If you have large files to upload to S3, the new MultiPart feature of S3 is great. In the past, the only choice was to upload the entire file in one operation. If that operation failed on the very last byte of the file, you would have to start the whole process again. Now you can split the file up into as many chunks as you want and upload each chunk individually. If you have a failure with one chunk, it won’t affect the others. When all of the chunks have been uploaded, you complete the operation and S3 then combines all of the chunks back into a single file. Because each chunk upload is a completely separate operation, it’s also possible (and desirable) to use threads or processes to get several upload operations going concurrently to increase the overall throughput.
The easiest way to take advantage of this is to use the
s3multiput
utility that is installed as part of
boto
. This command-line utility handles all of the details
for you. You just tell it where the input file is located and tell it
what S3 bucket you want to store the file in, and it creates a set of
subprocesses (based on the number of CPU cores you have) and gives each
subprocess a list of chunks to upload. In the example below, the
-c
option tells the command to also print out some
information that shows us the progress of each of the
subprocesses:
% ls -l ... -rw-r--r-- 1 mitch staff 265060652 Jun 21 08:45 mybigfile ... $ s3multiput -b my_bucket -c 20 mybigfile 0 bytes transferred / 265060652 bytes total 0 bytes transferred / 265060652 bytes total 0 bytes transferred / 265060652 bytes total 0 bytes transferred / 265060652 bytes total ... 265060652 bytes tranferred / 265060652 bytes total 265060652 bytes tranferred / 265060652 bytes total 265060652 bytes tranferred / 265060652 bytes total 265060652 bytes tranferred / 265060652 bytes total $
If you want to come up with your own custom code to handle
MultiPart uploads, you can check out the source code for
s3multipart
as a good starting point.
☆ ☆ ☆ ☆ ☆
Short exercise >>
Reproduce the stretch of the S3 MultiPart upload text from "If you have large" through "the overall throughput.", word for word.

Collected material >>
☆ ☆ ☆ ☆ ☆
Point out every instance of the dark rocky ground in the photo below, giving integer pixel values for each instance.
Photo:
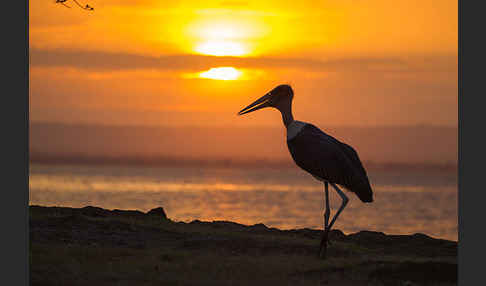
☆ ☆ ☆ ☆ ☆
Completed task >>
If you have large files to upload to S3, the new MultiPart feature of S3 is great. In the past, the only choice was to upload the entire file in one operation. If that operation failed on the very last byte of the file, you would have to start the whole process again. Now you can split the file up into as many chunks as you want and upload each chunk individually. If you have a failure with one chunk, it won’t affect the others. When all of the chunks have been uploaded, you complete the operation and S3 then combines all of the chunks back into a single file. Because each chunk upload is a completely separate operation, it’s also possible (and desirable) to use threads or processes to get several upload operations going concurrently to increase the overall throughput.